- **Work item**
Write out the data below in full. Keep it exact.

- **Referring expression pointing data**
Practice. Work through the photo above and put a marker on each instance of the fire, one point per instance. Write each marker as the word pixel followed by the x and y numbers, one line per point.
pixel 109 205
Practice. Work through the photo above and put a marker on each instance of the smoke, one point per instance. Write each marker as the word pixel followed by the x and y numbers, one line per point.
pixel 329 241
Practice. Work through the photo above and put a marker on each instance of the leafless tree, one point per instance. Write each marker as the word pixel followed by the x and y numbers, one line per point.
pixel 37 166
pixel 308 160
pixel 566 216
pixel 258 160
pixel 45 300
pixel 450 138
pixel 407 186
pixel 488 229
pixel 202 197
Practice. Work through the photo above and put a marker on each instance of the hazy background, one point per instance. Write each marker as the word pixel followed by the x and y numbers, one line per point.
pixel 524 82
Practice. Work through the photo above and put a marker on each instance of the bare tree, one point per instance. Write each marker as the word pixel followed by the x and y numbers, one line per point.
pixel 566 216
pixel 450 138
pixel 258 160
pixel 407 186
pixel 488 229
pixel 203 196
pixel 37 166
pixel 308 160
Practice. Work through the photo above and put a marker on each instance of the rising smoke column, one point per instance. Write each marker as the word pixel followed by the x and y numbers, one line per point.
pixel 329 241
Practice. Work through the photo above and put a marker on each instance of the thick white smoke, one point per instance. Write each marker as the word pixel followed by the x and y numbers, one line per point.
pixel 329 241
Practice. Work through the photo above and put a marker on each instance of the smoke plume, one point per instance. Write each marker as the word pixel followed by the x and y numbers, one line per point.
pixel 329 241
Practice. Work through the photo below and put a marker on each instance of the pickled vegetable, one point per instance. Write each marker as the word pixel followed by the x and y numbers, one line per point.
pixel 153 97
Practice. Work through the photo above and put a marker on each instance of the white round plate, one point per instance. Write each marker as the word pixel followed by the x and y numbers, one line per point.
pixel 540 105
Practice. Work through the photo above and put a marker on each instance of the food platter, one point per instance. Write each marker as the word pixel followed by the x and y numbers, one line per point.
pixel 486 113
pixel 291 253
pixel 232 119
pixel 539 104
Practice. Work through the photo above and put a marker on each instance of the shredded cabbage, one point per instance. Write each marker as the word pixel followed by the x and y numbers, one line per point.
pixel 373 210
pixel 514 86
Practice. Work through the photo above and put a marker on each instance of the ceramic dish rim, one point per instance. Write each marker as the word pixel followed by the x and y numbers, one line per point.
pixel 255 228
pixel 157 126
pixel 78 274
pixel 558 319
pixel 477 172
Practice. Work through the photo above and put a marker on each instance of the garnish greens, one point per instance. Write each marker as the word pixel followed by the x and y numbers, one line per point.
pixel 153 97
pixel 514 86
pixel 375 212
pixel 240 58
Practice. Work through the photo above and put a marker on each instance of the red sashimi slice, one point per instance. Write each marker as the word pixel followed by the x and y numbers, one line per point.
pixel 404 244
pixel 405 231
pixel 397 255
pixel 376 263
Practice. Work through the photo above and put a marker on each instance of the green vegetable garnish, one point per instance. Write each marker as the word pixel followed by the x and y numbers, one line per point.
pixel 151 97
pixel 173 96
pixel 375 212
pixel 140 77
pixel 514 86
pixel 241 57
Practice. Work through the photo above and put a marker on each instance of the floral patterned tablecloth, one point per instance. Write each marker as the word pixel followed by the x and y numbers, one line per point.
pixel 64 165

- **Completed exercise**
Practice. Work through the photo above and put a marker on each instance of the fire, one point per instance. Write each marker as the word pixel followed by the x and y numbers, one line per point.
pixel 109 205
Practice. Work through the photo above and put a marker on each instance of the smoke, one point per instance. Write each marker as the word pixel followed by the x and y numbers, one line per point.
pixel 329 241
Practice. Work through the photo above and put a marker on each instance of the leafless tree, one point per instance. Write each marker as the word pixel followed by the x and y numbers, one line per point.
pixel 37 166
pixel 308 160
pixel 566 216
pixel 258 160
pixel 45 300
pixel 450 138
pixel 407 186
pixel 488 229
pixel 202 197
Practice. Work through the photo above and put a marker on each instance of the hazy background, one point per instance. Write each marker as the word pixel followed by the x and y numbers, one line per point.
pixel 524 82
Practice. Work through the photo above and put a marker on each instance of the bare tree, one point per instance. Write each marker as the word pixel followed by the x and y numbers, one line per point.
pixel 566 216
pixel 450 138
pixel 258 160
pixel 407 186
pixel 488 229
pixel 203 196
pixel 37 166
pixel 308 160
Practice. Work through the photo above and put a marker on each instance of the rising smoke column, one point per instance. Write each marker as the word pixel followed by the x and y numbers, one line per point.
pixel 329 241
Practice. Work through the photo above and put a marker on each instance of the thick white smoke, one point per instance. Write each marker as the word pixel followed by the x and y numbers, one line per point.
pixel 329 241
Practice. Work through the photo above and put a marker on each instance of the smoke plume, one point per instance. Write each marker as the word pixel followed by the x and y numbers, one line per point.
pixel 329 241
Practice. Work through the photo below and put a marker on each instance of the pickled vegetable, one point per instance. Write each marker as the word pixel followed by the x and y numbers, one line per point.
pixel 153 97
Practice. Work through the photo above and put a marker on each instance of the white round plate, one point per instance. Write each marker as the word pixel followed by the x and y numbers, one line per point.
pixel 540 105
Practice. Work through the photo above and put a marker on each instance of the food platter, one point per instance. Write each marker as the word pixel followed by the x and y numbers, one line per point.
pixel 486 113
pixel 291 253
pixel 232 119
pixel 539 104
Practice. Work through the photo above and put a marker on each instance of the shredded cabbage, one point per instance. Write each marker as the word pixel followed by the x and y numbers, one line per point.
pixel 373 210
pixel 514 86
Practice. Work through the photo above and put a marker on each instance of the ceramic dish rim, one point per instance. Write each marker as the word pixel followed by the x and y numbers, one line per point.
pixel 255 228
pixel 157 126
pixel 78 274
pixel 558 319
pixel 477 172
Practice. Work through the photo above and put a marker on each instance of the garnish greens, one point per instance. Write each marker as the word pixel followed by the x and y numbers, one line per point.
pixel 153 97
pixel 514 86
pixel 375 212
pixel 240 58
Practice. Work through the photo above and put a marker on each instance of the red sashimi slice, one point per instance. Write each marker as the word pixel followed by the x and y numbers, one line per point.
pixel 404 244
pixel 405 231
pixel 397 255
pixel 376 263
Practice. Work through the photo above and put a marker on each instance of the green vegetable garnish, one point per instance. Write each marker as the word pixel followed by the x and y numbers, one line per point.
pixel 151 97
pixel 173 96
pixel 375 212
pixel 140 77
pixel 514 86
pixel 241 57
Practice. Work through the photo above and put a marker on each instance of the floral patterned tablecloth, one point per instance. Write each marker as the word pixel followed by the x and y numbers, one line per point.
pixel 64 165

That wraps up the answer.